**YOUR INSTRUCTIONS**
Check each line of the entries. Copy the ones that contain the string "pastel".

**EXERCISE DATA**
++++++++++++++++++++

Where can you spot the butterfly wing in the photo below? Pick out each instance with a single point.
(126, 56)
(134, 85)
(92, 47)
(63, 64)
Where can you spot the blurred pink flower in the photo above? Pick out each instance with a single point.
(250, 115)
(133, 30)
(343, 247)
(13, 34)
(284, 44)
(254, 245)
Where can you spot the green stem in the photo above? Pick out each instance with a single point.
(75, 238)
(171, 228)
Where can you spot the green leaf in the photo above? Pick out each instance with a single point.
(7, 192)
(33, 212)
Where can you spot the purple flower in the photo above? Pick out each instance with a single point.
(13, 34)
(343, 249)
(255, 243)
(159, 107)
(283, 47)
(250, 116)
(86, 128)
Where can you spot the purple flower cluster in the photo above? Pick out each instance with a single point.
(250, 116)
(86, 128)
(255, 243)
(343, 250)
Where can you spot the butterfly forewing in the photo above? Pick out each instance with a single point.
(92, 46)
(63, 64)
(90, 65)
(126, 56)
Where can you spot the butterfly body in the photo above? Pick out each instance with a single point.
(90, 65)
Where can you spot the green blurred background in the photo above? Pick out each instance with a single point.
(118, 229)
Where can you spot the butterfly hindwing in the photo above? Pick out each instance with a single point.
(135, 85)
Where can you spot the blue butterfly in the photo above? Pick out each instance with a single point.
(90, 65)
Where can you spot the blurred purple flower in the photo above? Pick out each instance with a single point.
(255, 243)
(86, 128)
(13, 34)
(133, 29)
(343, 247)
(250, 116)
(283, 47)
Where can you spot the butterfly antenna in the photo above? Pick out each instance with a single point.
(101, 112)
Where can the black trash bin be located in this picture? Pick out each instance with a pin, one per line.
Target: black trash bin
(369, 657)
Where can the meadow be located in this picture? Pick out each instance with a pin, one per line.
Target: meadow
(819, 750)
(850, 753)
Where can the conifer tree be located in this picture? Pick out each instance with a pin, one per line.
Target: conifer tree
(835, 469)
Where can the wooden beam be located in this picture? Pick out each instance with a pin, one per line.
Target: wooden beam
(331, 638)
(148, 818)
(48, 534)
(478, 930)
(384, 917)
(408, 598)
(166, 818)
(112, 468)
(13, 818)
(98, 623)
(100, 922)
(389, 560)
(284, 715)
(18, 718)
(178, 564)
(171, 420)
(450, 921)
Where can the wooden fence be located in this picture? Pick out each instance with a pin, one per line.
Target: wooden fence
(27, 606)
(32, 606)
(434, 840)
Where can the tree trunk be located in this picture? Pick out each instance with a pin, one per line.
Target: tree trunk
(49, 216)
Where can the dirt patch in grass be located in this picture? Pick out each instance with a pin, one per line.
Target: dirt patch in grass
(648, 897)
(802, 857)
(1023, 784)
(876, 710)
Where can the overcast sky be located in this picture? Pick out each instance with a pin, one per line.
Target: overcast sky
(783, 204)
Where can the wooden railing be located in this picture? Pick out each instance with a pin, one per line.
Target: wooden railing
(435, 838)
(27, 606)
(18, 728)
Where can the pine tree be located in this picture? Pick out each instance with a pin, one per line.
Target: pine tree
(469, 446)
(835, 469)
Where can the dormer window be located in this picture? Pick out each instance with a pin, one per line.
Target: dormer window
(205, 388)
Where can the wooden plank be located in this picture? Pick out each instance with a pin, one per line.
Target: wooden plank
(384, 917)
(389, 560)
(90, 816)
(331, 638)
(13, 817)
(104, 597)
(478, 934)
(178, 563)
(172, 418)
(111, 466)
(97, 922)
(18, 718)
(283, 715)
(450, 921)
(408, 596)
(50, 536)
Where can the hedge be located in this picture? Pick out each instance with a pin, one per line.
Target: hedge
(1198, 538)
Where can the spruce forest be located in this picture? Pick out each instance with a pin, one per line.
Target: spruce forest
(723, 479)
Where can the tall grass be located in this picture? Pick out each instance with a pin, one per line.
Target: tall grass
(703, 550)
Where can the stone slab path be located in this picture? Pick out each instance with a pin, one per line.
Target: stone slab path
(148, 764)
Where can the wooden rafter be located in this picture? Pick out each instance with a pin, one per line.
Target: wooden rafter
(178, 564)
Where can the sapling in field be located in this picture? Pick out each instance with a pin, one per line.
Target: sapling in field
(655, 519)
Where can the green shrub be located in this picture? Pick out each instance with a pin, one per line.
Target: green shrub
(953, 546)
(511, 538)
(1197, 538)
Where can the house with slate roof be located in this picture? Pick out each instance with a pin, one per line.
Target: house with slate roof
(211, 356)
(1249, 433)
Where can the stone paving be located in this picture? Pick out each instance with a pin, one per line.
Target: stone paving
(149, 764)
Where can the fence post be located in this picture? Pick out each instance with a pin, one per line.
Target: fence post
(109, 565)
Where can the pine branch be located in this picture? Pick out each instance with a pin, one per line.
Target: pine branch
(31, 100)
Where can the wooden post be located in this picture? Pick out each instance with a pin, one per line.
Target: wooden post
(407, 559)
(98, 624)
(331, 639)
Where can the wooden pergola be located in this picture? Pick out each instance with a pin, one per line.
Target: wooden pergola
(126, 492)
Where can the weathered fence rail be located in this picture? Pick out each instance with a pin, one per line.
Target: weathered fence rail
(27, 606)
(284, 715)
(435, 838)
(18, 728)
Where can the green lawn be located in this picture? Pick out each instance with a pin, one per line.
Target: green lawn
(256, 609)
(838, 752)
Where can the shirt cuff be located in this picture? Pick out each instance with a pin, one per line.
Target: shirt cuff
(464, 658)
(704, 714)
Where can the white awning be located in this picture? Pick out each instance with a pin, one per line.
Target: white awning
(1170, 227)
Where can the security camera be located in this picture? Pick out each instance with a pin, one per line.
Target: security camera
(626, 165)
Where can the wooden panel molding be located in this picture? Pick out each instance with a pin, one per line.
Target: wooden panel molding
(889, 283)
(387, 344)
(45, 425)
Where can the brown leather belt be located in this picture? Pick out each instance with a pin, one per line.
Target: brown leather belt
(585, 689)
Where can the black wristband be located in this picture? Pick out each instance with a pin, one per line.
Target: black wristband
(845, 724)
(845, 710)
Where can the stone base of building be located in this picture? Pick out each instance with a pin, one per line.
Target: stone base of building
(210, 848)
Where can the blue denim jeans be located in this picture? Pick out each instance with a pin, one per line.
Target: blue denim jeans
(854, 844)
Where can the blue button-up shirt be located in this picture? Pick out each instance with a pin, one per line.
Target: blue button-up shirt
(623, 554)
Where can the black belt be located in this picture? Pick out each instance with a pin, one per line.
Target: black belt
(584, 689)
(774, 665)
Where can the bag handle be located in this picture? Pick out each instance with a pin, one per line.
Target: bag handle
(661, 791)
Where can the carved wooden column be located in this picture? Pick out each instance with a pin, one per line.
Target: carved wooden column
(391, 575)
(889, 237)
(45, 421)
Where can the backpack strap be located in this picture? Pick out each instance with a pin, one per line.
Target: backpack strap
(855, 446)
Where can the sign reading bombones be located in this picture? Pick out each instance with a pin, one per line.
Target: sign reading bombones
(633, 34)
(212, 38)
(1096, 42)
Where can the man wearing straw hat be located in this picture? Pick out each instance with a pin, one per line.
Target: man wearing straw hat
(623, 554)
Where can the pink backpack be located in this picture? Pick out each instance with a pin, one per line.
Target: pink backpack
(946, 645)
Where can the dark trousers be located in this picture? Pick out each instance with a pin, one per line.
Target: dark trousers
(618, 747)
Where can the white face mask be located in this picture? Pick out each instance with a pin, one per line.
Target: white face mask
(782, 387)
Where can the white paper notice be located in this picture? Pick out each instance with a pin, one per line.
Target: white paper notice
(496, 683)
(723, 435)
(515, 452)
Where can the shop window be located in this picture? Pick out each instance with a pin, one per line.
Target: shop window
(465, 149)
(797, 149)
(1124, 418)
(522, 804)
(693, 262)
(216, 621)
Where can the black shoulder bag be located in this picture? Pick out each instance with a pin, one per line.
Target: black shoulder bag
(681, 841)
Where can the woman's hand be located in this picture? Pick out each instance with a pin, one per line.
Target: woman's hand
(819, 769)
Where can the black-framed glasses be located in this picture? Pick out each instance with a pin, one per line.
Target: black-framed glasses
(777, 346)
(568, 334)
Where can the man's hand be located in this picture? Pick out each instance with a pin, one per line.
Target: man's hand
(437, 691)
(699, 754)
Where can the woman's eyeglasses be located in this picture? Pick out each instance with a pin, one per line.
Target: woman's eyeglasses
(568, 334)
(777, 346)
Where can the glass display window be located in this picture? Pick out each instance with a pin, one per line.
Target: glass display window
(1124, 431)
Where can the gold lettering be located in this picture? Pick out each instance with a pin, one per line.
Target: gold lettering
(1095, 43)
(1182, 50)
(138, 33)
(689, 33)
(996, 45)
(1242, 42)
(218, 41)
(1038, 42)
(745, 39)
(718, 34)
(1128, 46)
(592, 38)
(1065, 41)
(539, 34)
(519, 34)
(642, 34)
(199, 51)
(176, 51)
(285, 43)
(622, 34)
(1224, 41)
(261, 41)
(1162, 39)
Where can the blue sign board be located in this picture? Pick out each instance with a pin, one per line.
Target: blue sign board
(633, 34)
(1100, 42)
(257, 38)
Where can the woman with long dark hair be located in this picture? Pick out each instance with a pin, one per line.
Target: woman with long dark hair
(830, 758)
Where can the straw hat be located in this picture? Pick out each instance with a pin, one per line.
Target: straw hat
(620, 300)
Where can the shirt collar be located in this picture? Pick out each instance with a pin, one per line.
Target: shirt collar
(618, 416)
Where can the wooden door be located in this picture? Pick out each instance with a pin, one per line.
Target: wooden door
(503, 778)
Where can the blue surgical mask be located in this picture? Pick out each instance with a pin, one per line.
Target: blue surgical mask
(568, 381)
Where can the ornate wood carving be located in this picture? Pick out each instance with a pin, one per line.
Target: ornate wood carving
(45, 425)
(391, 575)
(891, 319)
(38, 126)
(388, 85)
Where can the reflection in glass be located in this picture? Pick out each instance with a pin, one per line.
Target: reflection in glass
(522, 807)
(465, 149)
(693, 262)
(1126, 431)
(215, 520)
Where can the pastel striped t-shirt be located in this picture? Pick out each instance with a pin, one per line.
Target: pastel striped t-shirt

++++++++++++++++++++

**ANSWER SECTION**
Where can the pastel striped t-shirt be located in this picture? Pick out each instance with a pin, one per line.
Target: pastel striped t-shirt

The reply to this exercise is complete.